> **Records to process**:

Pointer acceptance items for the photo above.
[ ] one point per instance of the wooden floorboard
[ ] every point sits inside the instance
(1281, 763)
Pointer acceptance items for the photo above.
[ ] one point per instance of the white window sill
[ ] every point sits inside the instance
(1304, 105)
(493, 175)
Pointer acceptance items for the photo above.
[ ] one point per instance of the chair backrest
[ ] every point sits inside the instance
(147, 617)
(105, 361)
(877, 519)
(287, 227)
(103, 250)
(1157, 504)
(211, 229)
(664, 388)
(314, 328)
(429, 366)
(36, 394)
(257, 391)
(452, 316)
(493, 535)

> **Written instruction**: Convert every line of the entries above into a JSON list of strings, one string per line, with blank lines omitted.

> **Exercise response**:
[
  "Pointer acceptance items for the photo above.",
  "[ ] one point per instance of the wooden floorboard",
  "[ ] every point sits inside the instance",
  "(1281, 763)",
  "Pointer acceptance items for the photo above.",
  "[ ] one point per instance of the white window sill",
  "[ ] every point sits inside the instance",
  "(1304, 105)",
  "(493, 175)",
  "Pointer acceptance items for the photo above.",
  "[ ] one point per instance of the chair backrest",
  "[ ] every point sits inside the instance",
  "(147, 617)",
  "(105, 361)",
  "(877, 519)",
  "(287, 227)",
  "(103, 250)",
  "(1157, 504)",
  "(211, 229)",
  "(664, 388)",
  "(314, 328)",
  "(429, 366)",
  "(36, 394)",
  "(257, 391)",
  "(452, 316)",
  "(493, 535)"
]